## Task to carry out
Among the entries below, find each line holding "instance" and return it.

___ Source records

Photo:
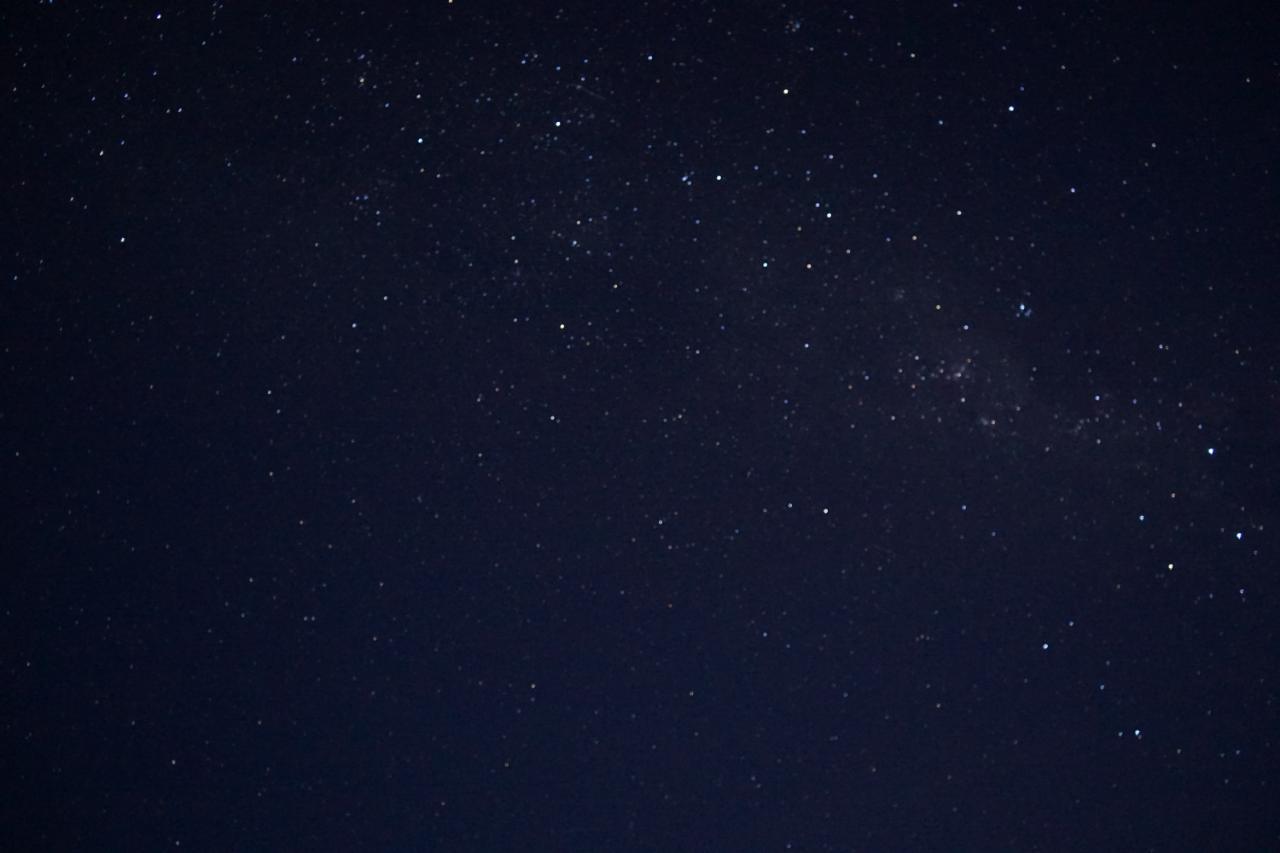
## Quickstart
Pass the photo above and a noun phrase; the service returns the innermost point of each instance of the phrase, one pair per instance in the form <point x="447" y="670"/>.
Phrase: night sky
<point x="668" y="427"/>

______
___ Source records

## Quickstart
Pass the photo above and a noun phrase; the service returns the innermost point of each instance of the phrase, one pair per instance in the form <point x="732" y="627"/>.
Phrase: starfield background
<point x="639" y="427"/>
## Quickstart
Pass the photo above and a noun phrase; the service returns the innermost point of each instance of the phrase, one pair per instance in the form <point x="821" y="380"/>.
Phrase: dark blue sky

______
___ Source records

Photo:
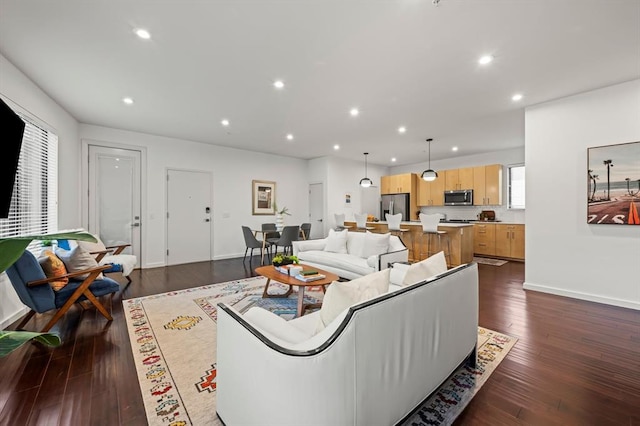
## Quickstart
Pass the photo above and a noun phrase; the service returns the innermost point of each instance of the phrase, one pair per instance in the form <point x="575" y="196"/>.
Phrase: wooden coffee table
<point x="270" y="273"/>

______

## Answer below
Pass the photo above and a noun phrase; the service returns the innermost point of each instance of the phrase, one pair per instance in the form <point x="447" y="670"/>.
Pass the photo above and a noun phrase; the service returns the innermost point of each instance of the phrase, one pair per instance in the form <point x="732" y="627"/>.
Pass the photo above and a noun phrase; the service returns the innermost point of each instance of the phrase, one pair per instance in the form <point x="821" y="380"/>.
Pass the photo above and a noun phrase; the service returns the innermost point of each instance of the phrase, one pair per instance in the form <point x="575" y="196"/>.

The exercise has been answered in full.